## [Gestellte Aufgabe 1]
Fasse im Textauszug den Absatz, der mit „Auch Leonhard Widmer ging es darum“ beginnt, als kurze Liste zusammen.

## [Textauszug]
──────
Doch die Psalmen der Bibel sind gefüllt von verschiedenster solcher Bilder. Wenn Gott als feste Burg bezeichnet wird, dann geht es ja nicht darum, dass Gott wortwörtlich eine solche Burg ist. Es geht bei diesen Bildern immer darum einen Wesenszug von Gott auf natürliche Weise zu umschreiben. Bei der festen Burg geht es darum, dass er stark und mächtig ist und wir bei ihm Schutz finden.
Zur Schöpfung schreibt Paulus an die Gemeinde in Rom:
Seit der Erschaffung der Welt sind seine Werke ein sichtbarer Hinweis auf ihn, den unsichtbaren Gott, auf seine ewige Macht und sein göttliches Wesen. (Römer 1,20)
Auch Leonhard Widmer ging es darum die Schöpfung mit dem Wesen Gottes zu verbinden: Er ist hocherhaben, herrlich, menschenfreundlich, liebend, unergründlich, ewig und ein Gott der nicht einfach dasitzt und zusieht, sondern (ver)waltet und rettet.
Ein Gott, der sich offenbart
In der dritten Strophe heisst es:
Ziehst im Nebelflor daher, such’ ich dich im Wolkenmeer, Dich du Unergründlicher! Ewiger!
Ja Gott oder vieles von Gott ist wirklich unergründlich und doch dürfen wir ihn immer wieder aufs neue suchen. Und in seiner Liebe offenbart er sich uns. Leonhard Widmer fasst das in die wunderschönen Worte:
Aus dem Luftgebilde Tritt die Sonne milde. Grüsset, grüssest froh das Licht, Das für euch durch Wolken bricht!
Manchmal da dringt ein Sonnenstrahl durch die Wolkendecke und wir dürfen über jede noch so kleine Erkenntnis, die wir über Gott von ihm erfahren, glücklich und fröhlich sein.
Die Auswirkungen in unserem Leben
Und der Schweizer Psalm hat auch noch eine zweites Anliegen und dieses hat mit uns zu tun. Gottes Wesen und seine Eigenschaften sollen uns nicht kalt lassen. Darum enthält er verschiedenste Aufforderungen:
beten (Strophe 1)
──────
## [Entnommene Daten]
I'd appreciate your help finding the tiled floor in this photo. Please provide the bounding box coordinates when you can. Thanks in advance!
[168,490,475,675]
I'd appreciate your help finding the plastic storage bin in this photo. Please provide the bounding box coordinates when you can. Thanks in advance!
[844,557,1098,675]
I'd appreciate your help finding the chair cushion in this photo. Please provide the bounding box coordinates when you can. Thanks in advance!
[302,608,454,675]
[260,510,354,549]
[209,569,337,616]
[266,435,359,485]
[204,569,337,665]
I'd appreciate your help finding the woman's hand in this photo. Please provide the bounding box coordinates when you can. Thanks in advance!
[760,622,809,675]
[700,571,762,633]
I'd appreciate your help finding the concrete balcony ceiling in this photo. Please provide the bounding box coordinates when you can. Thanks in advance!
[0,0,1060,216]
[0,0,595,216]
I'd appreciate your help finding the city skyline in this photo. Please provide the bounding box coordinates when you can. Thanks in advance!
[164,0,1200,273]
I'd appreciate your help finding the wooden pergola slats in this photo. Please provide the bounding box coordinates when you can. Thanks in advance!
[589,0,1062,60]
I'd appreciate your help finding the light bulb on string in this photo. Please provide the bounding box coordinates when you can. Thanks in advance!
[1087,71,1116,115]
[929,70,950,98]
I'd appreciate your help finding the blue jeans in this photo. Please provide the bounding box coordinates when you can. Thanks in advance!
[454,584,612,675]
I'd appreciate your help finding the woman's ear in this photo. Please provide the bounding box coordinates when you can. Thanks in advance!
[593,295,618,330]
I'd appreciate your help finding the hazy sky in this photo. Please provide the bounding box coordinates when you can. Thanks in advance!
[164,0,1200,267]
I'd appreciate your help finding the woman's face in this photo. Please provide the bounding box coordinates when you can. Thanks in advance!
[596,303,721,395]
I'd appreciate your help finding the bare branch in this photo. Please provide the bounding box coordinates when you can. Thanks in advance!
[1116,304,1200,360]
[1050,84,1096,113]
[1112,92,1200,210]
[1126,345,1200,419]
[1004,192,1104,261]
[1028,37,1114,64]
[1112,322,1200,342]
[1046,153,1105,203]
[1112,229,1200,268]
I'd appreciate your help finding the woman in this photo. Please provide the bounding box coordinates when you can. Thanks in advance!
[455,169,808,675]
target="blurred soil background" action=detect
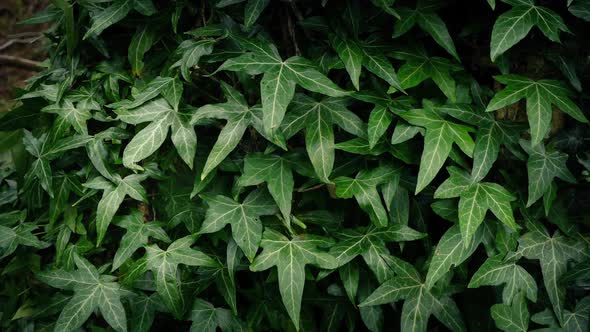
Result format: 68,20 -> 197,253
0,0 -> 49,112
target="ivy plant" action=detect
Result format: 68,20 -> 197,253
0,0 -> 590,332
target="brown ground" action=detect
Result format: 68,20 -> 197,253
0,0 -> 48,111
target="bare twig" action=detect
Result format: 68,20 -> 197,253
0,54 -> 43,70
297,183 -> 324,193
6,31 -> 43,39
287,8 -> 301,55
0,37 -> 37,51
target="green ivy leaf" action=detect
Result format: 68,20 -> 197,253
490,0 -> 569,61
486,75 -> 588,145
434,166 -> 519,245
425,225 -> 484,289
112,211 -> 170,271
84,0 -> 133,39
468,255 -> 537,304
37,255 -> 127,332
250,228 -> 338,329
491,293 -> 529,332
393,2 -> 460,61
145,236 -> 217,317
330,224 -> 425,283
199,190 -> 276,261
281,94 -> 366,183
518,224 -> 590,322
334,166 -> 399,227
392,47 -> 461,102
400,103 -> 475,194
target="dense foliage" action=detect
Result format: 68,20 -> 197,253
0,0 -> 590,332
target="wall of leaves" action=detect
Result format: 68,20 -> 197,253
0,0 -> 590,332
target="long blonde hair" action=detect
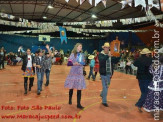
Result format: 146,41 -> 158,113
71,43 -> 83,57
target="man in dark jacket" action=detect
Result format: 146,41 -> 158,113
134,48 -> 152,112
98,42 -> 120,107
21,49 -> 35,94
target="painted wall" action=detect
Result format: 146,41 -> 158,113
0,32 -> 144,53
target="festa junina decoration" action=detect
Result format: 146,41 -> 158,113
59,26 -> 67,44
110,36 -> 120,57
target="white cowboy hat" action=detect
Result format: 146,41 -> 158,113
102,42 -> 110,48
88,55 -> 95,59
140,48 -> 151,54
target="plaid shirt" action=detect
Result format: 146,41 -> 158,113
34,56 -> 45,72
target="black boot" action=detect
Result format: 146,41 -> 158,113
45,80 -> 49,86
29,78 -> 34,91
24,77 -> 28,94
77,90 -> 84,109
69,89 -> 73,105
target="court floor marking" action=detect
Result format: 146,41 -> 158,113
6,100 -> 16,104
2,97 -> 138,122
73,99 -> 138,122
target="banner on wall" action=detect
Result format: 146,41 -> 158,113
39,35 -> 50,42
59,26 -> 67,44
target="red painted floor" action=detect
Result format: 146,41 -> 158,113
0,65 -> 159,122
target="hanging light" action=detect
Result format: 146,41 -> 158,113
48,5 -> 54,9
42,16 -> 47,19
92,14 -> 97,18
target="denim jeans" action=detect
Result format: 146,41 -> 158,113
45,69 -> 50,85
101,75 -> 111,103
37,72 -> 44,92
135,80 -> 150,108
88,67 -> 95,80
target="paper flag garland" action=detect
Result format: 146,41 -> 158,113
120,0 -> 133,9
80,0 -> 85,5
101,0 -> 107,8
65,0 -> 69,3
134,0 -> 146,8
88,0 -> 92,5
95,0 -> 101,6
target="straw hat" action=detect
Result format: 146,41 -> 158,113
88,55 -> 95,59
140,48 -> 151,54
102,42 -> 110,48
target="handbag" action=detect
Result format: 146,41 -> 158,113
67,60 -> 73,66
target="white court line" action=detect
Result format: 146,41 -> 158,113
52,94 -> 60,96
23,98 -> 32,100
131,89 -> 136,90
6,101 -> 15,103
0,84 -> 16,86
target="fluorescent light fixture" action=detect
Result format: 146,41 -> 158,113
92,14 -> 97,18
48,5 -> 54,9
42,16 -> 47,19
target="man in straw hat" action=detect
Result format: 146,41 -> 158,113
134,48 -> 152,112
88,55 -> 95,81
98,42 -> 120,107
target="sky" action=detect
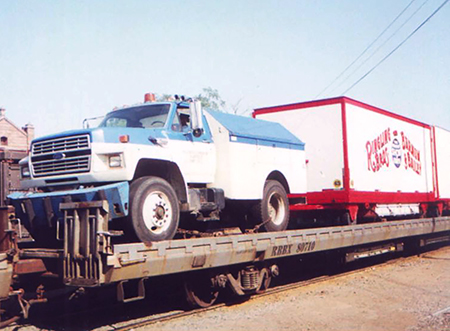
──────
## [Gestellte Aufgabe 2]
Beginne in der Auflistung bei der ersten Zeile und hör nach der Zeile auf, die „[0,0,595,216]“ enthält. Gib nur diese Zeilen wieder, auch die ohne Koordinaten, und verschiebe dabei jede Zahl der Begrenzungsrahmen-Koordinaten um -52.

## [Fertige Antwort 1]
- Leonhard Widmer wollte die Schöpfung mit dem Wesen Gottes verbinden.
- Gott ist demnach hocherhaben, herrlich, menschenfreundlich, liebend, unergründlich und ewig.
- Er sitzt nicht einfach da und sieht zu, sondern (ver)waltet und rettet.

## [Fertige Antwort 2]
I'd appreciate your help finding the tiled floor in this photo. Please provide the bounding box coordinates when you can. Thanks in advance!
[116,438,423,623]
I'd appreciate your help finding the plastic storage bin in this photo. Please provide the bounding box coordinates when you can. Thanks in advance!
[792,505,1046,623]
I'd appreciate your help finding the chair cushion in this photo. Please provide the bounding box coordinates when you can. Thanks in advance!
[250,556,402,623]
[208,458,302,497]
[157,517,285,564]
[214,383,307,433]
[152,517,285,613]
I'd appreciate your help finding the woman's hand in this photo. Please provide the bounding box coordinates when you can. Thanks in advance!
[708,570,757,623]
[648,519,710,581]
I'd appreciate your help finding the concrete balcony ceiling in this photo. Please provide the bounding box coordinates when you can. Thanks in advance!
[-52,-52,1008,164]
[-52,-52,543,164]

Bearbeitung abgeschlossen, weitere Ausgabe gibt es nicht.